→ **Problems to solve**:
**A.** In the album article, which label released Deadmalls and Nightfalls?
**B.** List every source whose rating appears in the review scores table of the album article.
**C.** Reproduce the passage of the album article starting with "Under the Radar wrote" and going on through "contributor Davy Rothbart.".

→ **Document segment**:

━━━━━━━━━━━━━━━━━━━━━━━━━━━━━━

Studio album by Frontier Ruckus
- Released: July 20, 2010
- Genre: Folk rock
- Language: English
- Label: Ramseur Records

Frontier Ruckus chronology
| Way Upstate and the Crippled Summer, pt. 1 (2009) | Deadmalls and Nightfalls (2010) | Way Upstate and the Crippled Summer, pt. 2 (2011) |

= Deadmalls and Nightfalls =

Deadmalls and Nightfalls is the second full-length studio album by Frontier Ruckus, released on July 20, 2010, by Ramseur Records.

Professional ratings
Review scores
| Source | Rating |
| PopMatters | Star |
| AllMusic | Star |
| Under the Radar | Star |
| No Depression | (Favorable) |
| Real Detroit Weekly | Star |
| Metro Times | (Favorable) |

==Reception==

The album received positive reviews. PopMatters stated that the record "not only outdoes its predecessor, it reaches a level of top-notch songwriting most groups never attain on a greatest hits compilation"—calling it "a musical map to the psyches of its performers."

Under the Radar wrote that Deadmalls and Nightfalls paints pictures, in vivid imagery of American scenery, life, and love, with not a single word misplaced in its poetic grace, an album meant to be combed through and listed to time and again, an album to bask in."

The album can be seen as the second installment in a trilogy of Matthew Milia's personal mythology set in Metro Detroit—bridging The Orion Songbook and Eternity of Dimming. Songs such as "Pontiac, the Nighbrink"—an intensely detailed depiction of Pontiac, Michigan—foreshadowed the zoomed-in specificity with which Eternity would explore further themes of memory and suburban space.

"Does Me In" was used in the documentary My Heart Is an Idiot which follows the love life of This American Life contributor Davy Rothbart.

Ryan Adams was a vocal fan of the album tweeting: ""Loving the new Frontier Ruckus! Great band...this is what I want to get back to. Those tunes go forever..."

━━━━━━━━━━━━━━━━━━━━━━━━━━━━━━

→ **Extracted records**:

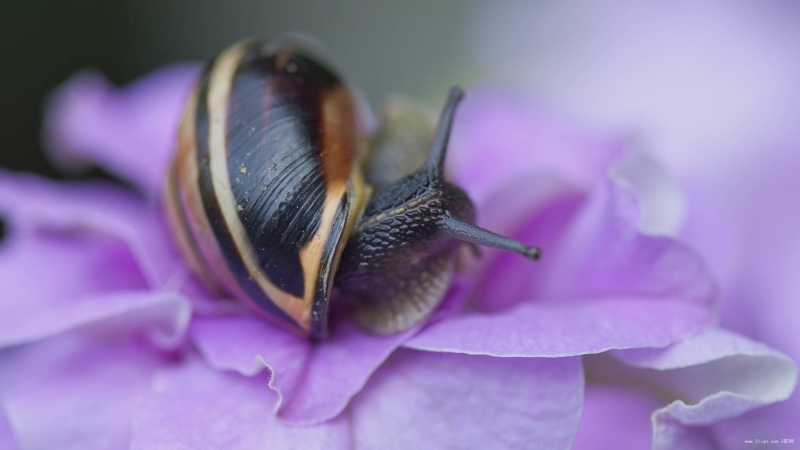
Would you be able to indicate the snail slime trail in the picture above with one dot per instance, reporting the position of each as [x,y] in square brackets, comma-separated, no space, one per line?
[267,199]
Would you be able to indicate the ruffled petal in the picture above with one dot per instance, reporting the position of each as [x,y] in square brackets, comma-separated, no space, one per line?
[195,407]
[459,401]
[76,391]
[315,382]
[31,203]
[131,132]
[591,326]
[77,254]
[709,377]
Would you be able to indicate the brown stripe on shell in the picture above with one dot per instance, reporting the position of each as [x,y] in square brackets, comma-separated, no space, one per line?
[194,233]
[338,135]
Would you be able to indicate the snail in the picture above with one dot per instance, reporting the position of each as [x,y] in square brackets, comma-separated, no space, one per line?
[279,199]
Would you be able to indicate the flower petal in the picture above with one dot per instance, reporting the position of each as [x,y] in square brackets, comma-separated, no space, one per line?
[713,376]
[605,286]
[91,209]
[131,132]
[76,391]
[615,417]
[500,136]
[7,439]
[195,407]
[315,382]
[460,401]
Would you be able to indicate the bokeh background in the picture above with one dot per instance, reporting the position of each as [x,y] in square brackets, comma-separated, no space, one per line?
[695,79]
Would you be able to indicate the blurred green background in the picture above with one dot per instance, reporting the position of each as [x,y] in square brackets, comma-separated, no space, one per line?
[701,83]
[380,46]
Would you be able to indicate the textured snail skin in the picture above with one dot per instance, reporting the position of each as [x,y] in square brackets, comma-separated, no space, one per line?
[268,201]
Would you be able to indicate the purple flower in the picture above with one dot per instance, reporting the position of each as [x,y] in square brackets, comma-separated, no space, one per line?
[110,342]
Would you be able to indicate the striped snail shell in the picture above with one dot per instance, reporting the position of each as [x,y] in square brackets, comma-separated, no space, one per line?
[269,202]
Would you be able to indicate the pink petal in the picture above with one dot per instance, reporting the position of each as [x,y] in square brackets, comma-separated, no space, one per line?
[195,407]
[92,210]
[500,136]
[131,132]
[7,440]
[425,400]
[77,391]
[615,417]
[714,375]
[606,285]
[591,326]
[314,381]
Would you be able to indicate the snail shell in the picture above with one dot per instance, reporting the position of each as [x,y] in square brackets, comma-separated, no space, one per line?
[266,195]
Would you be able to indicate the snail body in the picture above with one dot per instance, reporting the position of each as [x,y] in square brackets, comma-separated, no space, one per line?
[268,200]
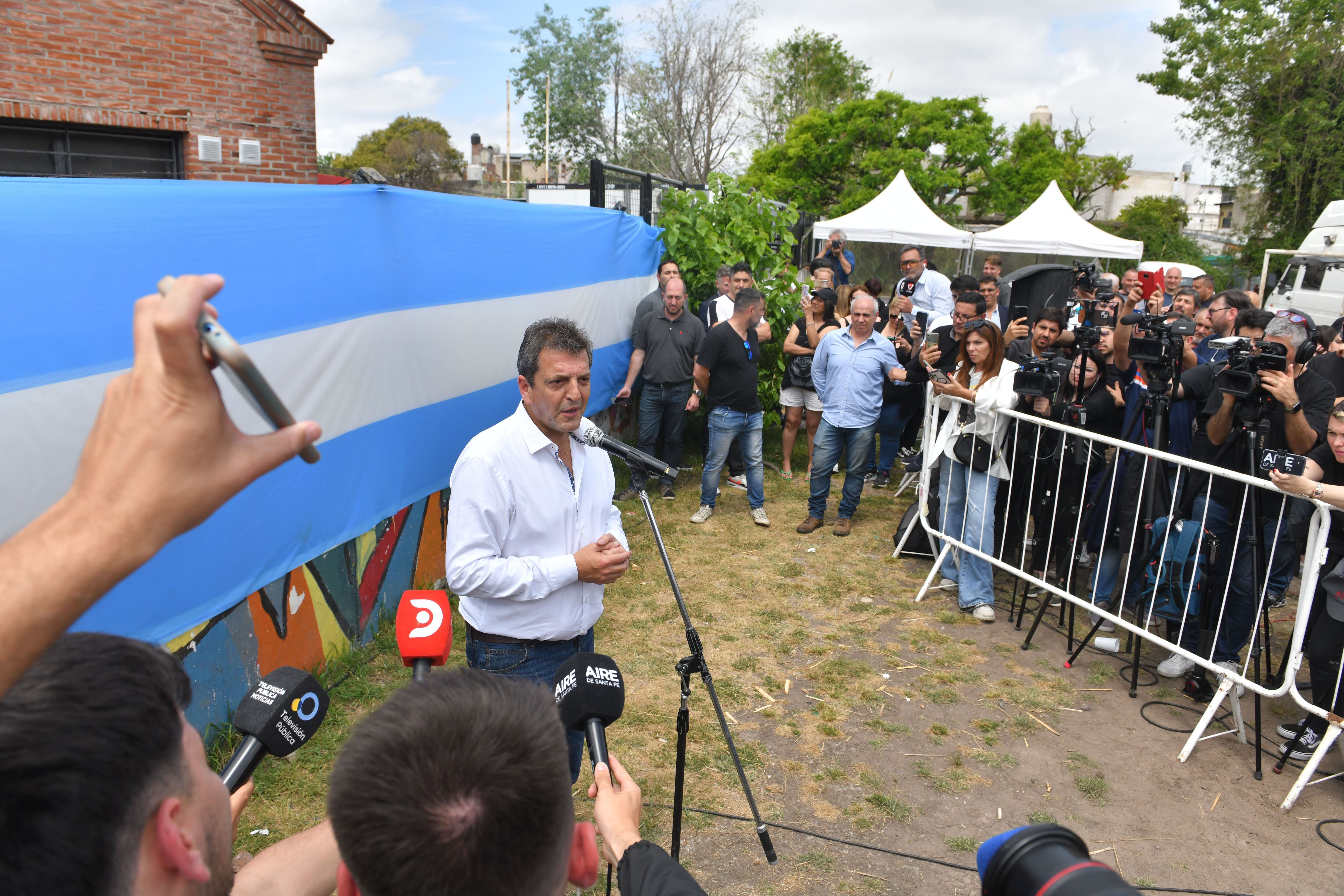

━━━━━━━━━━━━━━━━━━━━━━━━━━━━━━

→ **Solution set**:
**A.** Ramseur Records

**B.** PopMatters, AllMusic, Under the Radar, No Depression, Real Detroit Weekly, Metro Times

**C.**
Under the Radar wrote that Deadmalls and Nightfalls paints pictures, in vivid imagery of American scenery, life, and love, with not a single word misplaced in its poetic grace, an album meant to be combed through and listed to time and again, an album to bask in."

The album can be seen as the second installment in a trilogy of Matthew Milia's personal mythology set in Metro Detroit—bridging The Orion Songbook and Eternity of Dimming. Songs such as "Pontiac, the Nighbrink"—an intensely detailed depiction of Pontiac, Michigan—foreshadowed the zoomed-in specificity with which Eternity would explore further themes of memory and suburban space.

"Does Me In" was used in the documentary My Heart Is an Idiot which follows the love life of This American Life contributor Davy Rothbart.